**BRIEF:**
I would like you to restate each record word for word.

________________________________________

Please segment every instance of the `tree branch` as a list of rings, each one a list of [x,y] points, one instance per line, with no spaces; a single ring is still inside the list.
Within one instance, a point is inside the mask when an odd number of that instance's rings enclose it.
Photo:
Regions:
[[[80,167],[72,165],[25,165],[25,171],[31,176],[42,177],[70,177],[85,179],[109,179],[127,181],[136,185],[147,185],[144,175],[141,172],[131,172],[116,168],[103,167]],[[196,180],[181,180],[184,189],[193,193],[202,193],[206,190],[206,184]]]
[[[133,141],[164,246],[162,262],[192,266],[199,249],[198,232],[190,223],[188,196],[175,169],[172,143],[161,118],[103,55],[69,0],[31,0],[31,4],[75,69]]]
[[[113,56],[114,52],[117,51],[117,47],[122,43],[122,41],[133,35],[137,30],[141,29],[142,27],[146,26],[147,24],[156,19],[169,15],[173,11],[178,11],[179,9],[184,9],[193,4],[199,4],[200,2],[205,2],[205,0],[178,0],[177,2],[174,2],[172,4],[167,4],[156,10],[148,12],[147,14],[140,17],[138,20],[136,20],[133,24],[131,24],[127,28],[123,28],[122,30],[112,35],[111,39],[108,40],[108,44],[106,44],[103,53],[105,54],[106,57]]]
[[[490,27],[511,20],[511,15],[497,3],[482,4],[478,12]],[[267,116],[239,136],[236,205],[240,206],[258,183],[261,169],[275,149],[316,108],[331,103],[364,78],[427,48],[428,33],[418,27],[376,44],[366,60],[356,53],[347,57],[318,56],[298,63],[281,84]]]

________________________________________

**YOUR SOLUTION:**
Please segment every instance of the `tree branch` as a list of rings, each one a list of [x,y] points, one instance per line, with no spaces; a single ring is still inside the list.
Within one instance, a point is inside the mask when an odd number of that instance's rings enclose it.
Photo:
Regions:
[[[80,167],[72,165],[25,165],[25,171],[31,176],[42,177],[70,177],[85,179],[109,179],[127,181],[136,185],[147,185],[144,175],[141,172],[131,172],[116,168],[103,167]],[[196,180],[181,180],[184,189],[193,193],[202,193],[206,190],[206,184]]]
[[[133,141],[164,246],[162,262],[192,266],[199,249],[198,232],[190,223],[188,196],[175,169],[172,143],[161,118],[103,55],[69,0],[31,0],[31,4],[75,69]]]
[[[113,56],[114,52],[117,51],[117,47],[122,43],[122,41],[133,35],[137,30],[141,29],[142,27],[146,26],[147,24],[156,19],[169,15],[173,11],[178,11],[179,9],[184,9],[193,4],[199,4],[200,2],[205,2],[205,0],[178,0],[177,2],[174,2],[172,4],[167,4],[156,10],[148,12],[147,14],[140,17],[138,20],[136,20],[133,24],[131,24],[127,28],[123,28],[122,30],[112,35],[111,39],[108,40],[108,44],[106,44],[103,53],[105,54],[106,57]]]
[[[490,27],[511,20],[511,15],[497,3],[482,4],[478,12]],[[267,116],[239,136],[236,205],[240,206],[258,183],[261,169],[275,149],[316,108],[331,103],[364,78],[427,48],[428,33],[418,27],[376,44],[366,60],[356,53],[347,57],[318,56],[298,63],[281,84]]]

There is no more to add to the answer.